- [Parts of the exercise]
**a)** From the article on fact-checking for activists, list every item the text says the world is saturated with.
**b)** For the article on fact-checking for activists, decide whether each statement agrees with it. Answer yes or no and quote the words that settle it.
(i) The panel included Nick Vant of Reuters Fact Check.
(ii) The image of a woman in a niqab on a beach was correctly attributed to Afghanistan.
(iii) Nick Vant opened the discussion.
**c)** Carry the article on fact-checking for activists forward past its final paragraph.

- [Document passage]
The importance of fact-checking for activists and human rights defenders
In a world saturated with conflicting claims, rapid news cycles, and AI-generated media, the truth doesn’t just need defenders — it needs a method. That’s precisely what the Intelligence Spotlight Series tackled in its latest panel featuring Nick Vant of Reuters Fact Check and journalist-activist Leila Belhadj Mohamed. From dissecting viral misinformation to the ethics of surveillance, the conversation was both a sobering reality check and a hopeful call for digital responsibility.
Misinformation is not just falsehood — it's erosion
Leila Belhadj Mohamed, with her signature sharp analysis, opened the discussion by drawing a line between misinformation and moral neglect. “A journalist is a watchdog of power,” she said, “and spreading unchecked claims — even with noble intentions — only reinforces those already in power.” She recalled how an image of a woman in a niqab on a beach was falsely attributed to Afghanistan, despite the country being landlocked. “It might seem minor,” she added, “but it feeds a narrative, and once it starts, it's nearly impossible to stop.”

- [Dataset records]
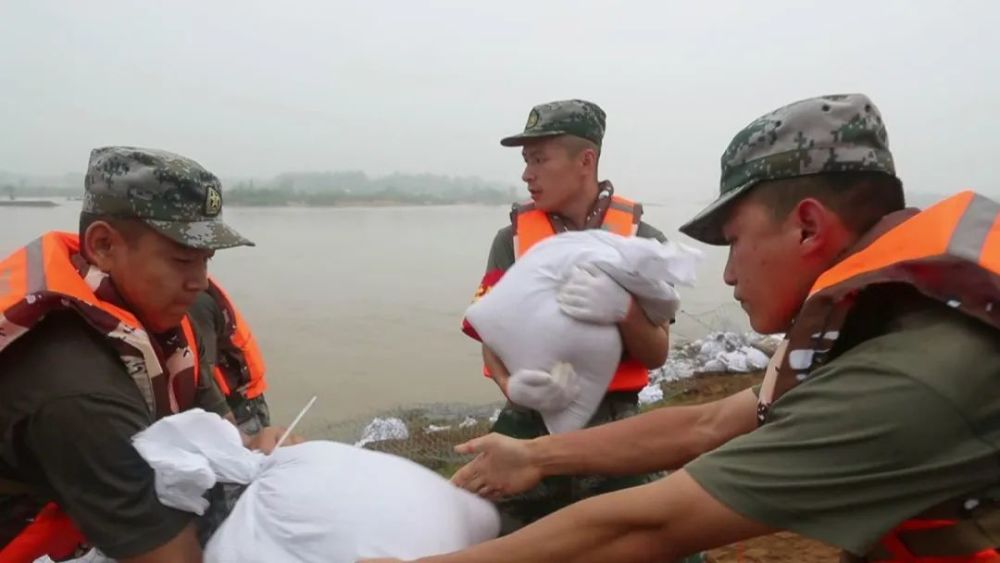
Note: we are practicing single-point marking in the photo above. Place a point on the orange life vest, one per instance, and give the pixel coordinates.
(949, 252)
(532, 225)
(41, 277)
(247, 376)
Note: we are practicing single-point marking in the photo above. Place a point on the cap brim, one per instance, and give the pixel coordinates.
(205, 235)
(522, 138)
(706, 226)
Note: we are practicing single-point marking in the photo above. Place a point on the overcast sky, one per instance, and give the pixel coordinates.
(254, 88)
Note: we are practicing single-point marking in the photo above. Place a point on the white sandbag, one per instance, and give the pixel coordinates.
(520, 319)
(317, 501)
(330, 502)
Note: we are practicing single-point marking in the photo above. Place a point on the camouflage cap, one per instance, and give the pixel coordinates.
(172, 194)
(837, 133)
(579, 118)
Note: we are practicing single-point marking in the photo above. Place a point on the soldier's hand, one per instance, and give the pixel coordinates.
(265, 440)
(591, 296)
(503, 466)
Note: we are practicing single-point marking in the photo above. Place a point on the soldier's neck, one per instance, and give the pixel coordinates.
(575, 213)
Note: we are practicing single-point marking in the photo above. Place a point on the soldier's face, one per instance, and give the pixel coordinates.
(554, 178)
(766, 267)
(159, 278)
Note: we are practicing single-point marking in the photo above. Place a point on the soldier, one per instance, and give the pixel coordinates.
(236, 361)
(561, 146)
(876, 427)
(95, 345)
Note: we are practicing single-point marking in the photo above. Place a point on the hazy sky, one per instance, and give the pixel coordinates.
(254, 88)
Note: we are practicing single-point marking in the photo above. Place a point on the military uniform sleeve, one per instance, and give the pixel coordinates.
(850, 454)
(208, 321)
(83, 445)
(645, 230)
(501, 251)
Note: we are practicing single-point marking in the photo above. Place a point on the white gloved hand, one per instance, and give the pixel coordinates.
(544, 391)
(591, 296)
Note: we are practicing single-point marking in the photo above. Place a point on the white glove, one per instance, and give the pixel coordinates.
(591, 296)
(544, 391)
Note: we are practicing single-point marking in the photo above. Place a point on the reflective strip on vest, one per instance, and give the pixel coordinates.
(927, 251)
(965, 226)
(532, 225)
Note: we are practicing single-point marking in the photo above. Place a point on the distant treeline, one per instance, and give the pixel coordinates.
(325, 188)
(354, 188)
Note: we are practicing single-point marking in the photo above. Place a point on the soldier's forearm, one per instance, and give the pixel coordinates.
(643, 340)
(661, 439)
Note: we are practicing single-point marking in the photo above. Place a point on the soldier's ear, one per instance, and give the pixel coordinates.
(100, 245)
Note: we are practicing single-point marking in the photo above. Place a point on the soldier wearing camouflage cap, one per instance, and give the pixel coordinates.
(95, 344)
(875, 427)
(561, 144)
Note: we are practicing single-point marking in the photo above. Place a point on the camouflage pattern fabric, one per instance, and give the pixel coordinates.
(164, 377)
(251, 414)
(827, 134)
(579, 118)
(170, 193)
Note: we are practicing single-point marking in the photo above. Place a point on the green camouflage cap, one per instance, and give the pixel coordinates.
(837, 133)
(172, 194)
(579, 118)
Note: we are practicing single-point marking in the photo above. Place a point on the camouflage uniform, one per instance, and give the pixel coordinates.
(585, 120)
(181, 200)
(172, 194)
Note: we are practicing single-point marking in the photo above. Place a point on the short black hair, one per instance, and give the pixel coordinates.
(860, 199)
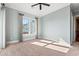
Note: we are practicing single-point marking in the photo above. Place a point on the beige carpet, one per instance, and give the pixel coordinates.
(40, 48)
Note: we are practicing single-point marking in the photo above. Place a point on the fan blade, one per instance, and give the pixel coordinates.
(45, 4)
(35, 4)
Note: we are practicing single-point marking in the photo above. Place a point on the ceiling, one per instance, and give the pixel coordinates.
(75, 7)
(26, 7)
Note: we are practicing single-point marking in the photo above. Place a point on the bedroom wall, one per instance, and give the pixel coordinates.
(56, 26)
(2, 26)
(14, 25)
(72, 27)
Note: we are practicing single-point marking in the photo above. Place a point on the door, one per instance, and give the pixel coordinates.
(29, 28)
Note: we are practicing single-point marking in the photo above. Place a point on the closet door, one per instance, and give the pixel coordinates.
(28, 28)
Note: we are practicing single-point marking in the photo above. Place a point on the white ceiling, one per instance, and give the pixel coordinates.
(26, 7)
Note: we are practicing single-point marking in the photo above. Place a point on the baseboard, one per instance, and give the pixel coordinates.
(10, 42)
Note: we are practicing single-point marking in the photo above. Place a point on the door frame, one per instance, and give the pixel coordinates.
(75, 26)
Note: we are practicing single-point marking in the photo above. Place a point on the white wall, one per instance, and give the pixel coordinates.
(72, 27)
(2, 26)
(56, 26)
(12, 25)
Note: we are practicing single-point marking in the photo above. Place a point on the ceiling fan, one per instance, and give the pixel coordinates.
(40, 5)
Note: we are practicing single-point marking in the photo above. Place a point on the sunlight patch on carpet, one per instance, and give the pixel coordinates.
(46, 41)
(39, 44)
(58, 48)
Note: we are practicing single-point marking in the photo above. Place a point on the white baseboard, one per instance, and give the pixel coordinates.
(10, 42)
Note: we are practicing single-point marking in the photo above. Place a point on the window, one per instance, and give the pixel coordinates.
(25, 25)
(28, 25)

...

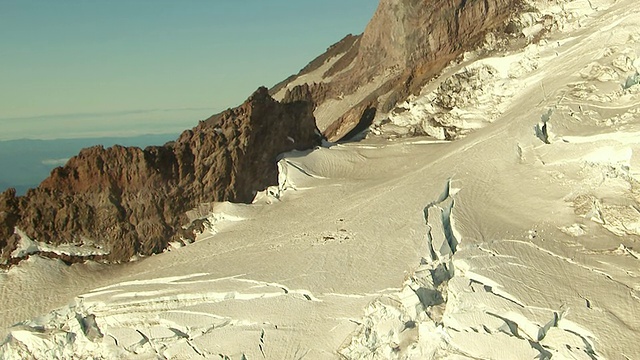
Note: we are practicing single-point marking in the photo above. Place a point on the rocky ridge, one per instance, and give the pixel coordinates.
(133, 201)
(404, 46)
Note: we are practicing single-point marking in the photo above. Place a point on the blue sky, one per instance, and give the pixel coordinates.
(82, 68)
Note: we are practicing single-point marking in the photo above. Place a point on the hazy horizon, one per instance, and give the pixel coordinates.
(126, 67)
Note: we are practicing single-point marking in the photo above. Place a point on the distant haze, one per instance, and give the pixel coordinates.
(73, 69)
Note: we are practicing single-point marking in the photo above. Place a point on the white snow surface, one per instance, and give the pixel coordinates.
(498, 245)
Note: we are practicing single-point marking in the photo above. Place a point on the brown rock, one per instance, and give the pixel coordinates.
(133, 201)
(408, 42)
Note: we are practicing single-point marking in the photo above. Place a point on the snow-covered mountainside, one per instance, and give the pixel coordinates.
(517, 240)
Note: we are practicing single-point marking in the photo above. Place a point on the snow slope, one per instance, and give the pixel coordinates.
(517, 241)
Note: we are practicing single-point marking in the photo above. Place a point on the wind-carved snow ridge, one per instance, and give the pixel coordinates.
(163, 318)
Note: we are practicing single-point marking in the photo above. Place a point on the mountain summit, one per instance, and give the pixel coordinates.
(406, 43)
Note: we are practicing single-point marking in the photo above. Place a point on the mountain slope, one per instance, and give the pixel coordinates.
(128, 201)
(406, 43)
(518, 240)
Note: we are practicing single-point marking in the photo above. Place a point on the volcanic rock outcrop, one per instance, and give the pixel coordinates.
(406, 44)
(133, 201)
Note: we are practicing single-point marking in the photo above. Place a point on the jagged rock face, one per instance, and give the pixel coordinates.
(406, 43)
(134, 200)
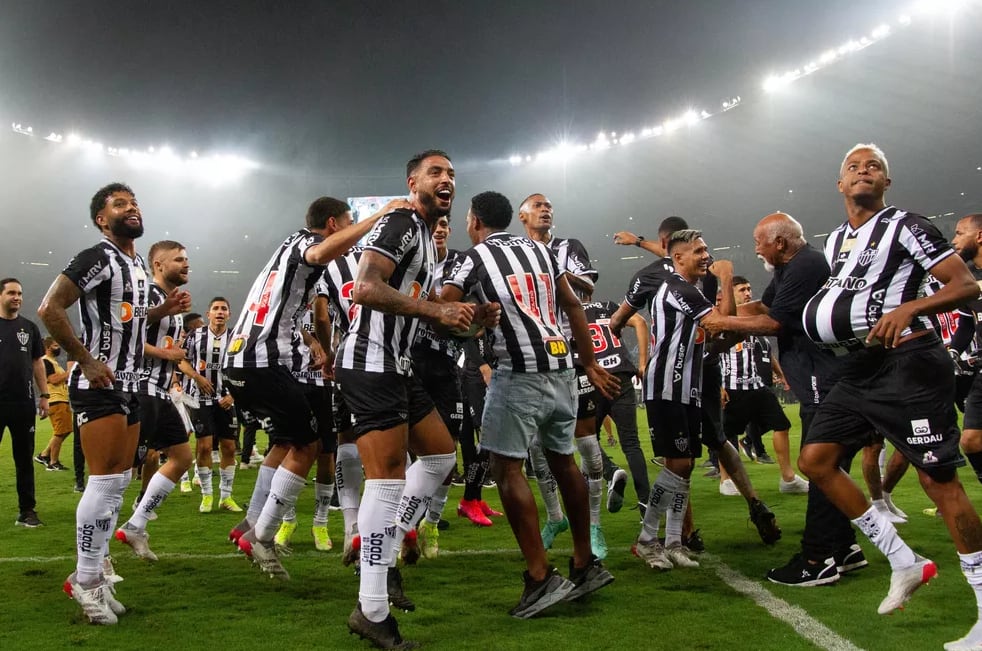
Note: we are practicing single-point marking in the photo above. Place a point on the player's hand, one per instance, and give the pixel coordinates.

- [Answers to the exercise]
**a)** conflicting claims; rapid news cycles; AI-generated media

**b)**
(i) Yes: "featuring Nick Vant of Reuters Fact Check"
(ii) No: "was falsely attributed to Afghanistan, despite the country being landlocked"
(iii) No: "Leila Belhadj Mohamed, with her signature sharp analysis, opened the discussion"

**c)**
Nick Vant followed with clarity: not all misinformation is created equal. There’s verifiable truth, false information, and — often more dangerously — misleading content stripped of its context. “People don’t just post lies,” he said. “They post things that trigger emotion. And emotion clouds judgment.” He gave an example: a video edited to make an activist appear to say something they didn’t. Four seconds of distortion — enough to shift public opinion.
Crisis breeds distortion
When events erupt — wars, pandemics, migration surges — the hunger for information grows insatiable. But so does the vulnerability to deception. “During the Gaza conflict,” Leila recalled, “claims of beheaded children were shared widely. Debunked within hours, but still used months later by public figures.” This wasn’t just an error — it was a tactic.
And it’s not only about lies, but suppression. “Misinformation also buries real stories,” said the moderator, citing a false claim of a massacre at the Afghanistan-Iran border. The truth — minor injuries from landmines — was drowned in the noise.
How do you fact-check a tidal wave?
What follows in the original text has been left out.